## Work to do
Reproduce the records that follow in full, excluding any picture they contain.

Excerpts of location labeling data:
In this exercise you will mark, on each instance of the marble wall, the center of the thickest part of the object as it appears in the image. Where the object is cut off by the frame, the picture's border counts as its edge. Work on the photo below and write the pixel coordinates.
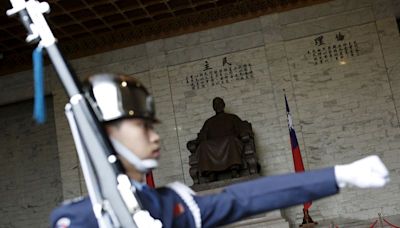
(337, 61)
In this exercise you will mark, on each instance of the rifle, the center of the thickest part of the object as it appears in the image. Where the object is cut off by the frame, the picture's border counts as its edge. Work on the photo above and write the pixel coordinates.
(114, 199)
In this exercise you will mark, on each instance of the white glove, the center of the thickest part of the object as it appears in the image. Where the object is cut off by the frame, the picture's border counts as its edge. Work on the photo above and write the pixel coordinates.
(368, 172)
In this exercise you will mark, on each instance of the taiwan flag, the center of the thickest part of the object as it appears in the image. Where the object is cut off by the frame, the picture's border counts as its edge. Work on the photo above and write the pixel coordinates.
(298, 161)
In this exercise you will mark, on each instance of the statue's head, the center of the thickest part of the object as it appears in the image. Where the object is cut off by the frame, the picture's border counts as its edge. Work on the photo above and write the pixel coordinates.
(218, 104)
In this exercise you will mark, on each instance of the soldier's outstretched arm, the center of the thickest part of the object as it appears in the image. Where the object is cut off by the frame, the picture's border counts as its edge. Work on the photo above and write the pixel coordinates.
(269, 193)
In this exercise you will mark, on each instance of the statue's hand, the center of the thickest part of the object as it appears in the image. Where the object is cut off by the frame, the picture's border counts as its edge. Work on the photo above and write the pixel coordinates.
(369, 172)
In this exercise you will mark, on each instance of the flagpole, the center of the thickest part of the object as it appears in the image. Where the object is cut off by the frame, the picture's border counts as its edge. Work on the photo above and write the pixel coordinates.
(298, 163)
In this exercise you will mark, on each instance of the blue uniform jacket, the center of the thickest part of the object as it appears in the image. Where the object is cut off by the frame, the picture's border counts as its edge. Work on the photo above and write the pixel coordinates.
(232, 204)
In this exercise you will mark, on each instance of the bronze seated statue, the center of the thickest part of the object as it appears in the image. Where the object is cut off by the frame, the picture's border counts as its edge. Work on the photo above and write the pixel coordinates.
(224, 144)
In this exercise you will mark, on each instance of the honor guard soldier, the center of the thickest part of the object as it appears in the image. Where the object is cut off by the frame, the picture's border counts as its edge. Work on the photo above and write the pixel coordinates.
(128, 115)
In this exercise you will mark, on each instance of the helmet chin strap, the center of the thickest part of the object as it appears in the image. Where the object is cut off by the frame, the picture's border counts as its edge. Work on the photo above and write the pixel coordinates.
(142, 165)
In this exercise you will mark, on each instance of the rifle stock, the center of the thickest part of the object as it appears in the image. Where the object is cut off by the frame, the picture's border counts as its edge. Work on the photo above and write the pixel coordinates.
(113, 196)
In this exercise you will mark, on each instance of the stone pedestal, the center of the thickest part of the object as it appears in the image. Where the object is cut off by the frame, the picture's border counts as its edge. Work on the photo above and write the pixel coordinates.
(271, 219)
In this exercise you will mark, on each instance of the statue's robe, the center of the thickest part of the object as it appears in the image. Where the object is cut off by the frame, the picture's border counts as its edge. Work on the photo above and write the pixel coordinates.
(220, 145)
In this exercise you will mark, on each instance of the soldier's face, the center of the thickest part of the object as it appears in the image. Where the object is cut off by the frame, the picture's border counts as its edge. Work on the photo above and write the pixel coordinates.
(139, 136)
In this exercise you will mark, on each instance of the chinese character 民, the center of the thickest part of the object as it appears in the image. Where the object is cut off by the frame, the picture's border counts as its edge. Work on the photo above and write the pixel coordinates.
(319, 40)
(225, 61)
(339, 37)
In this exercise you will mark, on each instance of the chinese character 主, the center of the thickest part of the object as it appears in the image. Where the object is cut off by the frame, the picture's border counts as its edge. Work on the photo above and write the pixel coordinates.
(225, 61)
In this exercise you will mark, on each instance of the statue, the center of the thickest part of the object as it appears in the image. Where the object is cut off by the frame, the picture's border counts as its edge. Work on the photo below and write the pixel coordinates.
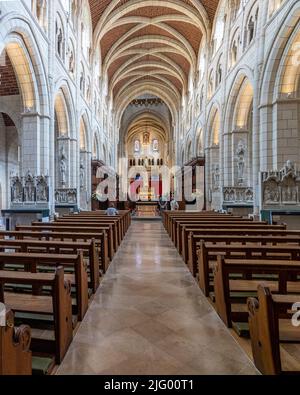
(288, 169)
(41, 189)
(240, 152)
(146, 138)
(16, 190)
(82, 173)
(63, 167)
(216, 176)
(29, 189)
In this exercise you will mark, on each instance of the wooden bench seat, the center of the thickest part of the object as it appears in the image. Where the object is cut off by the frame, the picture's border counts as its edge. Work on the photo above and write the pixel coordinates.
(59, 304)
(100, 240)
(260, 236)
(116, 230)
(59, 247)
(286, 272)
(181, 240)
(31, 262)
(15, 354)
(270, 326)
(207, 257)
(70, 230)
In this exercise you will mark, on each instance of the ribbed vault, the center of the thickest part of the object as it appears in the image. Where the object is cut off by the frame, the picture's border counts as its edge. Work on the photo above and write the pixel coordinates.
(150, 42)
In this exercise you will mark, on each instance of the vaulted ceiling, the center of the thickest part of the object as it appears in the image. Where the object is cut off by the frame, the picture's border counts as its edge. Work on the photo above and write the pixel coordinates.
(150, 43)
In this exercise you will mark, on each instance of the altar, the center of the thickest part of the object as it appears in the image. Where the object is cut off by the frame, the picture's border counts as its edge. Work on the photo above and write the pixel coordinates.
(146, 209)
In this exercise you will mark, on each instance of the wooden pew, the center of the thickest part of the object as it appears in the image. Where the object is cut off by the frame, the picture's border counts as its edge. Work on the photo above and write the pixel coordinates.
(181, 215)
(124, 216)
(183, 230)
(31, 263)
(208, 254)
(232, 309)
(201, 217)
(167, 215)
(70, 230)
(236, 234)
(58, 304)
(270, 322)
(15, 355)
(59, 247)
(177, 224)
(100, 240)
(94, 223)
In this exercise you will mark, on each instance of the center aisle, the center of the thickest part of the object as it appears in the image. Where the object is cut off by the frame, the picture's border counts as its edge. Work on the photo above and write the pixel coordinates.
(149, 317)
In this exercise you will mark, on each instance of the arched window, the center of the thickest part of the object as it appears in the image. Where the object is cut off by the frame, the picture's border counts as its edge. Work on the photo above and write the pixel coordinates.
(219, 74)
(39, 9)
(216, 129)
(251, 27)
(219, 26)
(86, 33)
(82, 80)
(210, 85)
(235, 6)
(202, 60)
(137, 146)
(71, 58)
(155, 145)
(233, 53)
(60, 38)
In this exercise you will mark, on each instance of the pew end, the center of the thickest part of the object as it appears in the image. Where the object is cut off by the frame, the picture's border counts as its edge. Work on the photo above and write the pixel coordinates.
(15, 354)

## Complete response
In this exercise you will mark, on each instance of the marble wall, the center of the thickest part of the object as it appears in the image. Where the object is cut off by the frame, the picture's border counts as its edge. Work on the photo below and write the pixel coordinates.
(337, 61)
In this exercise you will mark, on each instance of the rifle, the center of the thickest part of the object as it appears in the image. Where the object is cut off by the frame, the picture's border counts as its edge. Work on the photo above and write the pixel coordinates.
(114, 199)
In this exercise you will mark, on each instance of the white glove, the center of the thickest part of the object as it appears in the image. Where the object is cut off by the frame, the picture's border counts as its edge. Work on the photo above and write the pixel coordinates.
(368, 172)
In this exercise you will mark, on each instance of the taiwan flag, the center of the thickest part of the object as it appears in the image. Where the object is cut off by the frame, the picture's border counts as its edge. Work on the photo above and write the pixel coordinates.
(298, 161)
In this exercise you will mark, on each instance of the statue's head, the center of the thickest part of the object as it appears in the image. Where the object is cut off by the frame, the picture's border counts as its edge. Work on the photo above and write the pixel coordinates.
(218, 104)
In this exercise you will mark, on each instance of the soldier's outstretched arm, the center of the thickest part of the object as it appears in the image. Where the object is cut off by the frame, the picture's border counts as its edge. Work on the photo above and write the pixel coordinates.
(269, 193)
In this exercise you will mark, on each instance of the statue's hand, the center of the thickest part of the object as it appears in the image. Where the object is cut off by the frame, the picture's border counts as its edge. Work on the photo above and write the pixel coordinates.
(369, 172)
In this exercise you will mark, on each instance of the flagpole, the center of the thickest part of the object as it appears in the image. Where the object is cut off by the frame, the picture's border counts as its edge. Work on the photo above and write the pixel coordinates.
(298, 163)
In this exercise you will mark, on each instance of the blue uniform jacket, the center of the thickest part of the object as it appears in the image. Where the object is cut off by the frame, the picture's border counts as its edge. Work on the photo above and write the pixel coordinates.
(232, 204)
In this exercise you will mark, on each instance of the bronze seated statue, the center of the thickest part of the object as it appears in the image. Where the object is cut off by the frame, the picture's border counts as its edge. Work on the photo above and write the pixel coordinates.
(224, 144)
In this exercise you will mark, on each instance of the honor guard soldier, the center of the thickest part of the object as it appears in the image. Where the object is cut off by the frame, the picture's border counts as its edge. Work on the photo above and write the pixel coordinates.
(128, 115)
In this exercise you will mark, on each instance of the helmet chin strap, the center of the thickest part of the object as it appears in the image. Where the object is cut off by the frame, the picture's border counts as its edge. Work on the photo above and write the pixel coordinates.
(142, 165)
In this exercise you will mark, on each instance of the rifle stock, the center of the thickest part of the object as it appears in the image. Where the object is cut off by the frame, the picture's border counts as its edge. Work on the photo above and write the pixel coordinates.
(113, 196)
In this exercise you will mark, on each instance of the stone pedestal, the center of the thickest part of the object as it appears in the image. Where the object is cut off by the frame, the picture's border counts as its edge. Work on the photo above and write the pixel coordinates.
(271, 219)
In this exercise you will mark, on each instance of the statue's robe, the center of the thickest part of the object as it appears in the image. Where the object is cut off by the frame, the picture's border counts as its edge. Work on the photo above and write the pixel coordinates.
(220, 145)
In this exercise you will mark, on each instance of the soldier's face, the center of the thickest part of the object as it appears in the image. Where the object is cut off by the frame, the picture's border counts as its edge. Work on the photo above and write the pixel coordinates.
(139, 136)
In this exercise you will mark, on each instance of the chinese character 民, the center of the thickest part of the object as it appears in the image. Where the object is cut off by the frame, the picture's border counts as its edge. Work on the photo above and write the pixel coordinates.
(319, 40)
(225, 61)
(339, 37)
In this exercise you will mark, on each instance of the chinese character 主, the center of the thickest part of the object as it appears in the image. Where the object is cut off by the frame, the picture's border counts as its edge. Work on the photo above and write the pixel coordinates.
(225, 61)
In this exercise you will mark, on each instance of the statue, the center of the thickest part of the object as it appears in the image. Where the object is cut off by the frame, the picture's border counts as its edge. Work on the photo below and write the pixel coordinates.
(288, 169)
(41, 189)
(240, 152)
(146, 138)
(16, 190)
(82, 173)
(63, 167)
(216, 176)
(29, 189)
In this exercise you will mark, on each instance of the wooden bench seat, the center of the thickest part of the object as it appears in the image. Where the object is cut off by the frame, the picture's border counts as its edge. Work on the photo above and write the pixel coordinates.
(59, 304)
(100, 240)
(260, 236)
(116, 230)
(59, 247)
(286, 272)
(181, 240)
(31, 262)
(15, 354)
(270, 326)
(207, 257)
(70, 230)
In this exercise you will mark, on each instance of the ribbed vault, the center of the thickest part of the object as it appears in the image. Where the object is cut off by the frame, the picture's border counts as its edge. Work on the photo above and write the pixel coordinates.
(150, 42)
In this exercise you will mark, on each instance of the vaulted ceiling, the center of the thickest part of the object as it appears in the image. Where the object is cut off by the frame, the picture's border counts as its edge. Work on the photo above and write the pixel coordinates.
(150, 43)
In this exercise you will mark, on each instance of the altar, the center of the thickest part of the object as it appears in the image. Where the object is cut off by the frame, the picture's border counts as its edge. Work on the photo above and write the pixel coordinates.
(146, 209)
In this exercise you will mark, on each instance of the wooden pew, the center of the thickest part of the object as it appears in the image. Where the object is cut off by the frame, the picture's border counts as its edge. Work on the photo above and write the pixel coordinates.
(181, 215)
(124, 216)
(183, 230)
(31, 263)
(208, 254)
(232, 309)
(201, 217)
(167, 215)
(70, 230)
(236, 234)
(58, 304)
(270, 322)
(15, 355)
(59, 247)
(177, 224)
(100, 240)
(94, 223)
In this exercise you will mark, on each instance of the center aisle, the center of the thickest part of the object as it appears in the image. Where the object is cut off by the frame, the picture's border counts as its edge. Work on the photo above and write the pixel coordinates.
(149, 317)
In this exercise you will mark, on each instance of the arched window, the center of the thickest part of the object as it appears in the image. Where the object is cut off by the frame, the picture's border counts as its edge. Work on the photo above and write the pixel coordinates.
(219, 74)
(39, 9)
(216, 129)
(251, 27)
(219, 26)
(86, 33)
(82, 80)
(210, 85)
(235, 6)
(202, 60)
(137, 146)
(71, 58)
(155, 145)
(233, 53)
(60, 38)
In this exercise you will mark, on each instance of the pew end, the center of the thickest part of the object as it appears in the image. Where the object is cut off by the frame, the picture's border counts as its edge. Work on the photo above and write the pixel coordinates.
(15, 354)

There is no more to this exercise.